THE TASK: Return every record below exactly as written, omitting any pictures.

Image location labeling entries:
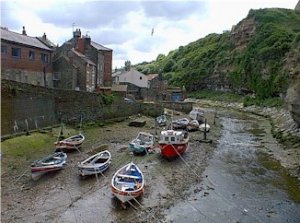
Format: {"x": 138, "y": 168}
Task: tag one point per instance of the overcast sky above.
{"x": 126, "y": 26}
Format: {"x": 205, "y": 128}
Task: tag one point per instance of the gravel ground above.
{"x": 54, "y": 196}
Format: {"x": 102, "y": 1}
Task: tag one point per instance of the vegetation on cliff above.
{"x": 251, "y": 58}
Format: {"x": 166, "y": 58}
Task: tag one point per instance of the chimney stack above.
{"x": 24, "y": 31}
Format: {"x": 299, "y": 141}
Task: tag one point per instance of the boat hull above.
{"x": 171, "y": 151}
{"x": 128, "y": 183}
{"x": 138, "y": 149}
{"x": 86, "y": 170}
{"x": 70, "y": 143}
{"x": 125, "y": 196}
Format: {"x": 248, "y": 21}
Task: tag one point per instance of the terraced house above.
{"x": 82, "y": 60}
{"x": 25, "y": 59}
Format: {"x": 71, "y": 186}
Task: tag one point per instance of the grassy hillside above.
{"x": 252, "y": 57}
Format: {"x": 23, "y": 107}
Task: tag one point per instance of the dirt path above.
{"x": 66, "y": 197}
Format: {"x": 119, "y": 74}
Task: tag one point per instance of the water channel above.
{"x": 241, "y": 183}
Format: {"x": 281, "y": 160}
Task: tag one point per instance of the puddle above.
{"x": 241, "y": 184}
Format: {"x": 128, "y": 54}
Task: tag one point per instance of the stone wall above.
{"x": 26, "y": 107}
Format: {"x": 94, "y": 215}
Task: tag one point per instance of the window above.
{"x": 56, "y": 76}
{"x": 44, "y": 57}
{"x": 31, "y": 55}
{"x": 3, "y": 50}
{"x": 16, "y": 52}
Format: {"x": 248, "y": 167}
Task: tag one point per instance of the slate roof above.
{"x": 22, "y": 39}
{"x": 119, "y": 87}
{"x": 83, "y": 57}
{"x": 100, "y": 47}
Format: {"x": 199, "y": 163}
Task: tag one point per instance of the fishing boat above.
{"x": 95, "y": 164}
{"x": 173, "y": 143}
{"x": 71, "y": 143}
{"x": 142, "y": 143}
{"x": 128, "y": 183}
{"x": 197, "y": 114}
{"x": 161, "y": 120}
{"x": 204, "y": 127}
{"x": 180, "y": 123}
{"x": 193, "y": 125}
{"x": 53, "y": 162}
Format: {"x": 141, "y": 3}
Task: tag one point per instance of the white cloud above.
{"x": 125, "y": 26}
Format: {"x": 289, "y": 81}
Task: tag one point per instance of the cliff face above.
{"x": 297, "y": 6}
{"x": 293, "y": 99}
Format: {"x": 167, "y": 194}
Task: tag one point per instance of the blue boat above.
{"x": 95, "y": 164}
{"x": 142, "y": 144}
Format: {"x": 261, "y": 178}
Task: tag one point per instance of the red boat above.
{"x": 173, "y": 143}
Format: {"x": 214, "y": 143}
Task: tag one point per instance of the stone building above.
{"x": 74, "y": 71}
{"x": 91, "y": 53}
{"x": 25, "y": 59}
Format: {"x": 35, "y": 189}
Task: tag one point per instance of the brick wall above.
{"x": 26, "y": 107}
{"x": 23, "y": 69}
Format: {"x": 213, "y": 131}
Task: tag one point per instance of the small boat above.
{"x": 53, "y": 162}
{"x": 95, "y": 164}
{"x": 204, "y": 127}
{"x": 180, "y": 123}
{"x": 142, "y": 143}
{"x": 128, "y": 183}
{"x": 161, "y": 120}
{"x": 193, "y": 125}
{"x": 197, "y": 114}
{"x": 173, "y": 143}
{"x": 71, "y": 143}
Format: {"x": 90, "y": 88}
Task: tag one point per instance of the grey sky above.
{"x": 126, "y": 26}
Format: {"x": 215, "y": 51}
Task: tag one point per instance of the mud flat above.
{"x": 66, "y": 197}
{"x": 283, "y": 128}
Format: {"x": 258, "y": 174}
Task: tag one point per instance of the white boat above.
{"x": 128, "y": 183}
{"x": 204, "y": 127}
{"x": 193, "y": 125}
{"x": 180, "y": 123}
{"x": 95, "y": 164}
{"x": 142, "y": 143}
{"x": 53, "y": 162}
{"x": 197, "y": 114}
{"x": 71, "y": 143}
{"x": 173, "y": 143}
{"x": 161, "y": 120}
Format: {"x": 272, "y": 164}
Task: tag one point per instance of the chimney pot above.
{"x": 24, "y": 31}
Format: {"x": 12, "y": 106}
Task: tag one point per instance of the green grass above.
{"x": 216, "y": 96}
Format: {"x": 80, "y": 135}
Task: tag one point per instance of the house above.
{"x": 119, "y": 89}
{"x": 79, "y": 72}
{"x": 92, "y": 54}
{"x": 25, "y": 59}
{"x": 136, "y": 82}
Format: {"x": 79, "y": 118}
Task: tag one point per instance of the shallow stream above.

FINISHED TASK:
Format: {"x": 138, "y": 168}
Task: tag one point per instance of the overcast sky above.
{"x": 126, "y": 26}
Format: {"x": 205, "y": 128}
Task: tag one point per instance of the gravel ground above.
{"x": 54, "y": 196}
Format: {"x": 102, "y": 1}
Task: tag one point per instance of the vegetation on cliff above.
{"x": 251, "y": 58}
Format: {"x": 166, "y": 58}
Task: tag one point per instance of the chimney stack above.
{"x": 24, "y": 31}
Format: {"x": 299, "y": 141}
Task: tag one point per instance of the boat hull above.
{"x": 171, "y": 151}
{"x": 128, "y": 183}
{"x": 138, "y": 149}
{"x": 86, "y": 170}
{"x": 70, "y": 143}
{"x": 125, "y": 196}
Format: {"x": 248, "y": 21}
Task: tag one point per instance of the terraced house above.
{"x": 82, "y": 60}
{"x": 25, "y": 59}
Format: {"x": 71, "y": 186}
Task: tag one point per instance of the grassy hillside above.
{"x": 252, "y": 57}
Format: {"x": 23, "y": 107}
Task: tag one point per instance of the dirt path above.
{"x": 66, "y": 197}
Format: {"x": 119, "y": 74}
Task: tag one point per instance of the water channel above.
{"x": 241, "y": 183}
Format: {"x": 281, "y": 160}
Task: tag one point per instance of the puddle above.
{"x": 241, "y": 184}
Format: {"x": 128, "y": 54}
Task: tag one point per instance of the stone wall above.
{"x": 26, "y": 107}
Format: {"x": 94, "y": 215}
Task: tag one point per instance of the window above.
{"x": 56, "y": 76}
{"x": 44, "y": 57}
{"x": 31, "y": 55}
{"x": 3, "y": 50}
{"x": 16, "y": 52}
Format: {"x": 248, "y": 167}
Task: tag one point per instance of the slate roof above.
{"x": 22, "y": 39}
{"x": 119, "y": 87}
{"x": 83, "y": 57}
{"x": 100, "y": 47}
Format: {"x": 199, "y": 163}
Task: tag one point per instance of the fishing boat above.
{"x": 95, "y": 164}
{"x": 173, "y": 143}
{"x": 71, "y": 143}
{"x": 142, "y": 143}
{"x": 128, "y": 183}
{"x": 197, "y": 114}
{"x": 161, "y": 120}
{"x": 204, "y": 127}
{"x": 180, "y": 123}
{"x": 193, "y": 125}
{"x": 53, "y": 162}
Format: {"x": 141, "y": 3}
Task: tag one point per instance of the white cloud above.
{"x": 125, "y": 26}
Format: {"x": 289, "y": 81}
Task: tag one point per instance of the cliff face above.
{"x": 297, "y": 6}
{"x": 293, "y": 99}
Format: {"x": 167, "y": 194}
Task: tag one point per instance of the blue boat above.
{"x": 95, "y": 164}
{"x": 142, "y": 144}
Format: {"x": 261, "y": 178}
Task: tag one point per instance of the red boat above.
{"x": 173, "y": 143}
Format: {"x": 214, "y": 143}
Task: tag one point per instance of the stone building above.
{"x": 74, "y": 71}
{"x": 91, "y": 53}
{"x": 25, "y": 59}
Format: {"x": 35, "y": 189}
Task: tag one point per instance of the brick wall above.
{"x": 26, "y": 107}
{"x": 23, "y": 69}
Format: {"x": 213, "y": 131}
Task: tag one point per instance of the small boat above.
{"x": 53, "y": 162}
{"x": 95, "y": 164}
{"x": 204, "y": 127}
{"x": 180, "y": 123}
{"x": 142, "y": 143}
{"x": 128, "y": 183}
{"x": 161, "y": 120}
{"x": 193, "y": 125}
{"x": 197, "y": 114}
{"x": 173, "y": 143}
{"x": 71, "y": 143}
Format: {"x": 90, "y": 88}
Task: tag one point per instance of the grey sky above.
{"x": 126, "y": 26}
Format: {"x": 215, "y": 51}
Task: tag one point per instance of the mud flat above.
{"x": 66, "y": 197}
{"x": 283, "y": 128}
Format: {"x": 258, "y": 174}
Task: tag one point per instance of the white boat above.
{"x": 128, "y": 183}
{"x": 204, "y": 127}
{"x": 193, "y": 125}
{"x": 180, "y": 123}
{"x": 95, "y": 164}
{"x": 142, "y": 143}
{"x": 53, "y": 162}
{"x": 197, "y": 114}
{"x": 71, "y": 143}
{"x": 173, "y": 143}
{"x": 161, "y": 120}
Format: {"x": 272, "y": 164}
Task: tag one point per instance of the chimney pot above.
{"x": 24, "y": 31}
Format: {"x": 12, "y": 106}
Task: tag one point per instance of the green grass above.
{"x": 216, "y": 96}
Format: {"x": 80, "y": 135}
Task: tag one point per instance of the house above.
{"x": 119, "y": 89}
{"x": 79, "y": 72}
{"x": 92, "y": 54}
{"x": 25, "y": 59}
{"x": 136, "y": 82}
Format: {"x": 79, "y": 118}
Task: tag one point per instance of the shallow stream above.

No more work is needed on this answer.